▶ **Tarefa do exercício 1**
As afirmações (a), (b) e (c) estão de acordo com o acórdão do Supremo Tribunal de Justiça apresentado abaixo? Responda sim ou não a cada uma e cite as palavras exatas do acórdão que decidem a resposta. (a) A decisão foi tomada por unanimidade. (b) A revista foi concedida. (c) O contrato de compra e venda é qualificado como um contrato instantâneo.

▶ **Texto fornecido**
Acórdão do Supremo Tribunal de Justiça
Processo:
09B0057
Nº Convencional: JSTJ000
Relator: PIRES DA ROSA
Descritores: COMPRA E VENDA DE COISA DEFEITUOSA
INDEMNIZAÇÃO
CADUCIDADE
ABUSO DE DIREITO
QUESTÃO NOVA
Nº do Documento: SJ20090507000057
Data do Acordão: 05/07/2009
Votação: UNANIMIDADE
Texto Integral: S
Privacidade: 1
Meio Processual: REVISTA
Decisão: NEGADA A REVISTA
Sumário :

1 – Se alguém pretende obter um determinado efeito jurídico de uma situação que “desenha” como sustentando um direito, fica prejudicado o respectivo conhecimento se acaso se puder concluir que, a existir, o direito estará extinto... por caducidade.
2 – O contrato de compra e venda é um contrato instantâneo – ou se cumpre bem ou se cumpre mal – e, por isso mesmo, o cumprimento defeituoso da obrigação de entregar a coisa – al. b ) do art.879º do CCivil – é em si mesmo, se o defeito é da coisa, o cumprimento defeituoso ... do contrato.

▶ **Tarefa do exercício 2**
Indique todas as linhas das entradas em que aparece a palavra "building", copiando cada uma delas na íntegra.

(Dados registados)
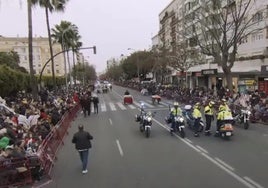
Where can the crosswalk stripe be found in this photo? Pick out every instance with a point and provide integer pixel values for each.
(112, 106)
(137, 104)
(147, 104)
(121, 105)
(131, 106)
(103, 108)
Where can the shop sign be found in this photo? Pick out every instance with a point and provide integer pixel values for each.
(198, 74)
(264, 68)
(209, 72)
(250, 82)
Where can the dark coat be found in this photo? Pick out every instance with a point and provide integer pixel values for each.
(81, 139)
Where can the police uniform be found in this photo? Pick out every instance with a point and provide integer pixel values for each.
(197, 117)
(175, 111)
(209, 115)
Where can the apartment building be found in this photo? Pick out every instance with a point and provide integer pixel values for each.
(41, 54)
(251, 65)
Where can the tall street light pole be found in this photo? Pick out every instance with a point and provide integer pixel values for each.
(137, 61)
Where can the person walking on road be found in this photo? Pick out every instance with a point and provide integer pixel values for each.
(95, 104)
(82, 140)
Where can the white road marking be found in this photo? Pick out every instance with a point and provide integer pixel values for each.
(119, 148)
(253, 182)
(186, 139)
(137, 104)
(121, 106)
(147, 104)
(224, 164)
(202, 149)
(131, 106)
(112, 106)
(103, 108)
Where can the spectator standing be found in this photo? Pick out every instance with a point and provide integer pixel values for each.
(95, 104)
(82, 142)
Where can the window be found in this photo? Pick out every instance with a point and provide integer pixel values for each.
(257, 17)
(257, 36)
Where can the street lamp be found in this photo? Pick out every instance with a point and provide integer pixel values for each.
(138, 67)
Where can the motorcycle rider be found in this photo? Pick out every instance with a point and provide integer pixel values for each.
(209, 115)
(197, 117)
(224, 105)
(126, 92)
(223, 114)
(175, 111)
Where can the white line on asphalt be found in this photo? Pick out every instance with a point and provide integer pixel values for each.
(112, 106)
(202, 149)
(187, 140)
(131, 106)
(228, 171)
(103, 108)
(46, 183)
(253, 182)
(121, 106)
(224, 164)
(210, 159)
(119, 148)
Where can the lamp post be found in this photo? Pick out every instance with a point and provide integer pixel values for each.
(137, 60)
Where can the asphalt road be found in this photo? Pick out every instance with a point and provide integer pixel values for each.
(122, 157)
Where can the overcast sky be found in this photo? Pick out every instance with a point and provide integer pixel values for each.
(112, 26)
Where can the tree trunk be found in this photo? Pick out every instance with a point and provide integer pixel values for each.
(33, 81)
(51, 49)
(229, 81)
(69, 66)
(74, 69)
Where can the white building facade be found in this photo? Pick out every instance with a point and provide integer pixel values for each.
(251, 66)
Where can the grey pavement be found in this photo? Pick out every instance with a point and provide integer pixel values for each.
(122, 157)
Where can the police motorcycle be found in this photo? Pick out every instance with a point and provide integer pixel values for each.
(145, 119)
(187, 113)
(179, 124)
(242, 117)
(226, 127)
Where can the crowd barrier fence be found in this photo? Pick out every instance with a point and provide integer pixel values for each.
(20, 172)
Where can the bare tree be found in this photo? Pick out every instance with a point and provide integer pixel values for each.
(222, 25)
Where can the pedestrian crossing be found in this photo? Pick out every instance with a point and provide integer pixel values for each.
(110, 106)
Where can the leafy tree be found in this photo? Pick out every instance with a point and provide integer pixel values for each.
(220, 29)
(51, 6)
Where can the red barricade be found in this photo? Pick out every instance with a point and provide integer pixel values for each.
(48, 150)
(19, 172)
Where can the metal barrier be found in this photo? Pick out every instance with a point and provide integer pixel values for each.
(48, 150)
(19, 172)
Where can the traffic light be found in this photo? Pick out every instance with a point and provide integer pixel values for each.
(94, 50)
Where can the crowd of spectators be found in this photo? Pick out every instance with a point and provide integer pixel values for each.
(26, 122)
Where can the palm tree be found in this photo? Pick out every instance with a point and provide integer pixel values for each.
(51, 6)
(30, 41)
(67, 35)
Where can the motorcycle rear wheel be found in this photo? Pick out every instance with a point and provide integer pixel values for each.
(147, 132)
(246, 125)
(182, 133)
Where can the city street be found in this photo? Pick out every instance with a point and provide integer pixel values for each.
(122, 157)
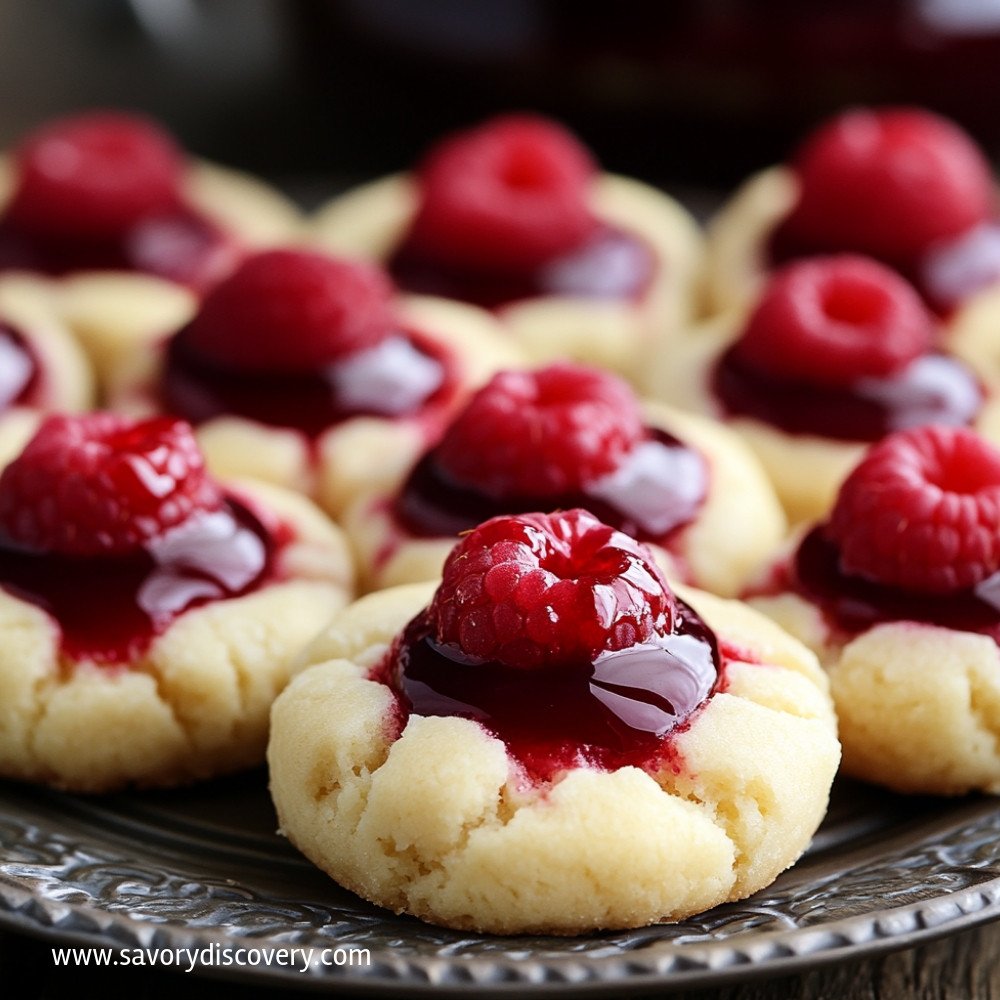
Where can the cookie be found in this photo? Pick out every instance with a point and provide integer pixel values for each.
(307, 371)
(569, 435)
(894, 594)
(610, 806)
(149, 615)
(513, 215)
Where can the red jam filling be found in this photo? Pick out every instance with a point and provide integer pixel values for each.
(946, 275)
(109, 609)
(853, 604)
(611, 264)
(618, 711)
(934, 389)
(402, 376)
(181, 246)
(658, 490)
(20, 372)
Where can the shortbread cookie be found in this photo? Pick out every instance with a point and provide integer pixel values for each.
(513, 215)
(148, 615)
(567, 436)
(306, 371)
(104, 216)
(552, 742)
(896, 594)
(42, 368)
(900, 185)
(836, 353)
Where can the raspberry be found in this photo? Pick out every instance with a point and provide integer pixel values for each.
(889, 182)
(922, 511)
(835, 320)
(546, 590)
(541, 433)
(94, 175)
(509, 195)
(292, 311)
(102, 484)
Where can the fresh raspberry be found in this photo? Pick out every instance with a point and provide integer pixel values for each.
(292, 311)
(509, 195)
(94, 175)
(541, 433)
(102, 484)
(889, 183)
(546, 590)
(922, 511)
(835, 320)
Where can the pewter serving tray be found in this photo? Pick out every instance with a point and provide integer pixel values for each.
(204, 866)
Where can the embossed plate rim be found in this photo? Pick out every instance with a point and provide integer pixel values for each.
(654, 964)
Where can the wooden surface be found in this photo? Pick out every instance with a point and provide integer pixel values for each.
(961, 967)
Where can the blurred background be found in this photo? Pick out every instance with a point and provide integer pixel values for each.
(316, 94)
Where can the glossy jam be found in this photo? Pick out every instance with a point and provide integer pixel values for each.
(657, 491)
(183, 247)
(612, 264)
(947, 275)
(400, 377)
(109, 609)
(852, 604)
(934, 389)
(618, 711)
(20, 373)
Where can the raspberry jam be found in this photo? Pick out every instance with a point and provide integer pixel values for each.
(181, 246)
(618, 711)
(853, 604)
(658, 489)
(612, 264)
(401, 376)
(934, 389)
(109, 609)
(19, 369)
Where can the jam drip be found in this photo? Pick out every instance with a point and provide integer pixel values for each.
(934, 389)
(853, 604)
(183, 247)
(612, 264)
(20, 373)
(110, 608)
(657, 491)
(618, 711)
(401, 376)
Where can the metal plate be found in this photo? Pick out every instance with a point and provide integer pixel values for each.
(203, 867)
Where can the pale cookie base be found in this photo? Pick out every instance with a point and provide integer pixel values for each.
(67, 384)
(115, 313)
(737, 268)
(438, 823)
(371, 220)
(737, 529)
(196, 703)
(806, 470)
(738, 235)
(919, 706)
(361, 454)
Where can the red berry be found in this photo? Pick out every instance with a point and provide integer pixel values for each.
(292, 311)
(541, 433)
(922, 511)
(103, 484)
(509, 195)
(94, 175)
(545, 590)
(889, 183)
(835, 320)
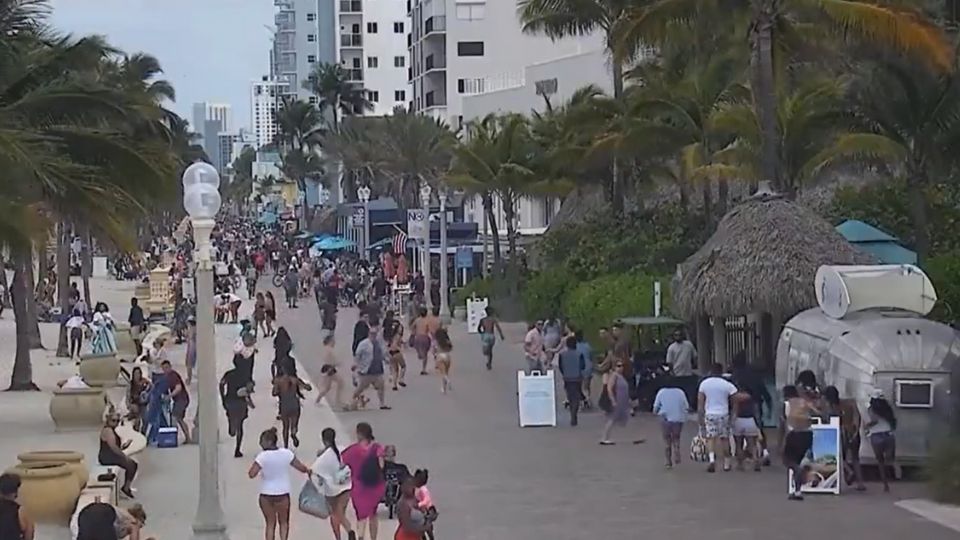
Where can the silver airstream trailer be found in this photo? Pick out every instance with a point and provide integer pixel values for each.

▶ **Solução da tarefa 1**
(a) Sim: "Votação: UNANIMIDADE".
(b) Não: "Decisão: NEGADA A REVISTA".
(c) Sim: "O contrato de compra e venda é um contrato instantâneo".

▶ **Solução da tarefa 2**
Where can the apartment building be found in this photo? Pick out every instance with a point and provide integer pixel values for each.
Where can the white building facade be found in this photo? Pick out every instance with a point and provide integer pixel values for each.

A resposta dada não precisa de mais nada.